**Selected passage:**
Start
Saleem Khan :A Portfolio of Data Science Work:
    About     Archive     Feed

Football Statistics Analysis

Predicting Football Game Point Totals Using Machine Learning

By: Saleem Khan

Players

Photo by Joe Calomeni from Pexels

Background

With the NFL conference championships now complete I thought it would be timely to take a closer look at some football statistics ahead of the Super Bowl. I’m not a huge football fan but analyzing this data is a great way to get a better feel for the game and the statistics that drive it.

Problem Statement

The objective of this exercise is to determine which team statistics have the greatest impact on the amount of total points scored during an NFL Game. This problem statement is very specific because I want to be able to compare my modeled output to the Las Vegas Over/Under betting line (see below). I am merely using this as a comparison benchmark for the machine learning model i will produce.

Note: I have no aspirations of becoming a professional sports gambler! ;-)

BettingLines

NFL Betting Lines

Las Vegas needs to be correct on their betting lines at least 52.4% of the time in order to break even. Therefore any model I come up with will need to beat these odds in order to be profitable. I will be focusing on the Over/Under betting line above since this is probably the easiest number to predict.

This sort of analysis can help for more than just betting, there are multiple constituents that can benefit from this sort of analysis:

  • NFL Teams: By analyzing point totals for the entire league and comparing their individual point totals, teams can better adjust their player roster to improve scoring.
  • NFL Players: Players can get a better sense of how best to tackle (pun intended) their opponents in the coming weeks.
  • Fans: Fans can better enjoy the game and have hours of commentary by knowing where their favorite teams excel or need improvement.

Data Selection & Web Scraping

DataAnalysis

Photo by Markus Spiske temporausch.com from Pexels

As I started this data analysis I had to find a reliable source for statistics on NFL games. The best provider I could find that also allowed webscraping was the Pro Football Reference page. This site has an amazing depth of detail in the statistics they capture for each and every game.

Once I was able to identify a provider my next task was to determine a good way to get the data I needed. I wanted to look at 3 years worth of data for all 32 NFL teams. This would include all 16 regular season games as well as playoffs and Super Bowls. I decided to use the Selenium driver provided by Google (i.e. essentially a stripped down version of Chrome used for webscraping) in order to capture the data on each web page. I then needed to use a Python library called BeautifulSoup in order to pull the specific fields i needed.

Dataset1

After a bit of coding I was able to gather 1600 rows and 27 columns of data which represent each individual game played. Each of the columns will be a potential feature in my machine learning model. The output from my Python dataframe below gives you a sense of the type of data i will be analyzing.

Dataset

Exploratory Data Analysis

Once the dataset was scraped and loaded into a Python Pandas dataframe I was then able to do some exploratory analysis to get a better feel for the data. After looking at some of my columns I realized that many of the features would not be helpful in a machine learning model. Items like week, time and even team name are not logically predictive of what the point total will be for a game. I whittled down my initial 27 features to just 11. I also combined the Points Scored and Points Allowed fields into a new column called OverUnder which is the y or the dependent variable in our model that we are trying to predict. The image below gives you a general overview of the data that will be going into my model.
End
**Record list:**
Start
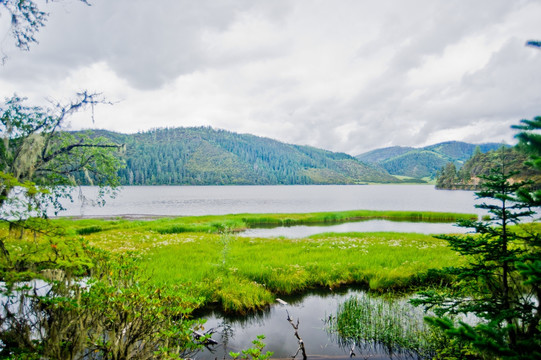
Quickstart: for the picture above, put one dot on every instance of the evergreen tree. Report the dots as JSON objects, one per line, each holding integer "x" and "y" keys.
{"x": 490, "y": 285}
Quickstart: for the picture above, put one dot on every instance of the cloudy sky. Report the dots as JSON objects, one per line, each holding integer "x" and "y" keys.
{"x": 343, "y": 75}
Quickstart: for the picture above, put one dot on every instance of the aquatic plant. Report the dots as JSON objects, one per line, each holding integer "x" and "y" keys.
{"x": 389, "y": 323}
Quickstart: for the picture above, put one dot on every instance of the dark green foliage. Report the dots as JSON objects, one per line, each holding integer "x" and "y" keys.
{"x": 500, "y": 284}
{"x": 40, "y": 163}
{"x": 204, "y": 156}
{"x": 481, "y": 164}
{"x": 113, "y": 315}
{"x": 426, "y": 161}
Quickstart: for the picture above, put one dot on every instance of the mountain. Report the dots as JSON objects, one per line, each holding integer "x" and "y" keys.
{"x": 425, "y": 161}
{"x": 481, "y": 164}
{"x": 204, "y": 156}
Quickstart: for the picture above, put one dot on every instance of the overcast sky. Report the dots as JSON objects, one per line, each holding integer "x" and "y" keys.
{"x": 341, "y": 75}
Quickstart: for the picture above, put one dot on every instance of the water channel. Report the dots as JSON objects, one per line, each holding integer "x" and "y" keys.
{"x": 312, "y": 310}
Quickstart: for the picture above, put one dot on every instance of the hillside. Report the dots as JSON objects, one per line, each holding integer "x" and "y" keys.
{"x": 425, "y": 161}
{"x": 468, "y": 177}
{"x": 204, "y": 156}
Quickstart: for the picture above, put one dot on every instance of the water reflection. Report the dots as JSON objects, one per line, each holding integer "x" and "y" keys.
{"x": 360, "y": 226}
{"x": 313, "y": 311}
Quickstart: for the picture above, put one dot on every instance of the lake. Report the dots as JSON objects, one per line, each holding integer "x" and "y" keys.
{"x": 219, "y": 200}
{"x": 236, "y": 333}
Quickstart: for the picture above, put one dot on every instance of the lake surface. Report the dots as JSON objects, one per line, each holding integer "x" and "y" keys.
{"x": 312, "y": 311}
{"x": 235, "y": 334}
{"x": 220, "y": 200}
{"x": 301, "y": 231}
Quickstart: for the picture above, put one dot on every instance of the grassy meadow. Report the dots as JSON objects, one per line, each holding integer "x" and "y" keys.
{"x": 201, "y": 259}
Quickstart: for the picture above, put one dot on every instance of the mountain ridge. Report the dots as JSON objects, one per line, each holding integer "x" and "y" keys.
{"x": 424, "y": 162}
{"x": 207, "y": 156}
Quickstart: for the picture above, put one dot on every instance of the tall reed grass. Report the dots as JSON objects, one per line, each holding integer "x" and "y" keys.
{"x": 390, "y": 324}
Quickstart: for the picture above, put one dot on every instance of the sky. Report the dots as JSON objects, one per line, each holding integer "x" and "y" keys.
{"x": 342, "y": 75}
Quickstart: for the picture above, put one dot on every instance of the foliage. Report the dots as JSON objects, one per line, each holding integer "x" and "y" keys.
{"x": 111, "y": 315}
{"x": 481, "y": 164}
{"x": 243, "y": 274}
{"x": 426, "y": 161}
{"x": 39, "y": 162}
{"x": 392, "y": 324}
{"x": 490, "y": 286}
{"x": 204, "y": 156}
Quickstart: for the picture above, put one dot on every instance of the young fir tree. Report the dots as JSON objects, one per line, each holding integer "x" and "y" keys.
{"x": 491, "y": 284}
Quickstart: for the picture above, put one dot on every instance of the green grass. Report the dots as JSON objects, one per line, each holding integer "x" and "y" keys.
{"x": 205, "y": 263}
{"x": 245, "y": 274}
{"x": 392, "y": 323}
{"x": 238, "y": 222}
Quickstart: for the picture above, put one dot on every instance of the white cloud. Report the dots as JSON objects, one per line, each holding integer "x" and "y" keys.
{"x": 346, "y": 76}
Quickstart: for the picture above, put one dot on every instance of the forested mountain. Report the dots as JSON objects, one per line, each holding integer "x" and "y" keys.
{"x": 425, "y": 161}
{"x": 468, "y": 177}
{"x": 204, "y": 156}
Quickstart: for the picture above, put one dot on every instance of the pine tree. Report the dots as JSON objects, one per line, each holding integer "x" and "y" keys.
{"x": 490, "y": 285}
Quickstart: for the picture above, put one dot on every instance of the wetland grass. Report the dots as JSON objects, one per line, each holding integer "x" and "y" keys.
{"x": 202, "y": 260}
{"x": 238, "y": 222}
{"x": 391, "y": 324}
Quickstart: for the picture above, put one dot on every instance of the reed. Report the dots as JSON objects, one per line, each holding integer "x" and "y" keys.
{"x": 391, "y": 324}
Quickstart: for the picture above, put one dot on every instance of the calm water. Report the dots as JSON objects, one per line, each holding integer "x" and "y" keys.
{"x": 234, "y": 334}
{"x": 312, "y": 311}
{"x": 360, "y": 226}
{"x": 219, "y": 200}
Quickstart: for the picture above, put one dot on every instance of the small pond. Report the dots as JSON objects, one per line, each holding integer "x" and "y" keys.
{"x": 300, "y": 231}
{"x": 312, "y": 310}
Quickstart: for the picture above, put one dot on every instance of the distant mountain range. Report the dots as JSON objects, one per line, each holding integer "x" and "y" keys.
End
**Complete the following:**
**a.** Duplicate the part of the football statistics post from "Las Vegas needs" to "number to predict.".
**b.** In the football statistics post, list the groups the author says can benefit from this kind of analysis besides bettors.
**c.** Resume the football statistics post from where it stops.

**Solved problems:**
**a.**
Las Vegas needs to be correct on their betting lines at least 52.4% of the time in order to break even. Therefore any model I come up with will need to beat these odds in order to be profitable. I will be focusing on the Over/Under betting line above since this is probably the easiest number to predict.

**b.** NFL Teams, NFL Players, Fans

**c.**
Describe

Note: Does something seem odd in the description above? All of the offensive and defensive summary statistics are the same! This is because our dataset capture stats on both teams that played. For instance if the Patriots played the Jets then the defensive stats for the Patriots would be the same as the offensive stats for the Jets and vice versa. This was actually a good way to see if there were any errors in my data. If any of the basic statistics were not correct here there might have been some error in these summary statistics.

Next, let’s get a general birds-eye view of our data in order to see how it is shaped. I used a basic matplotlib histogram in order to visualize this data:

#let's get a visual of our dataset
df.hist(figsize = (20, 20), layout=(6, 3), bins = 'auto')
plt.tight_layout()
plt.savefig('charts/histogram.png')
plt.show()

Histogram

Our data looks normally distributed overall so we won’t need to do much feature engineering.

Initial Correlation Review

After loading our data in and getting a sense of the shape and summary statistics i now need to look at how the datasets correlates with the OverUnder statistic we are trying to predict. The heatmap below shows the each individual feature and how much it correlates with the point total as well as the other features.

Correlation

One thing to note here is that the offensive and defensive total yards are highly correlated to passing yards. This makes sense because total yards are a combination of passing and rushing yards. This is an example of multicolinearity which can introduce statistical noise in my model. I may tweak my model later by removing the total yards stat to see if this improves our R2. Note: R2 is a measure of the influence our independent variables have on our dependent variable (PointsTotal or OverUnder in this case)

Machine Learning Model

Now that we have a good sense of our dataset and multicollinearity (i.e. redundancy) within our features we can proceed with creating our first model. I employed a basic train, test and validate along with a K-Fold segmentation.

  • Train, Validate, Test: This means that we will split our entire dataset into portions. 40% to train our model, 40% to validate our model and the last 20% to test our model. This is a standard approach to machine learning.
  • K-Fold: This is an approach where we iterate through our entire dataset at randomized intervals in order to run a new random chunk of our data through our model. This is a great way to see whether our model performs consistently across different groupings of our data.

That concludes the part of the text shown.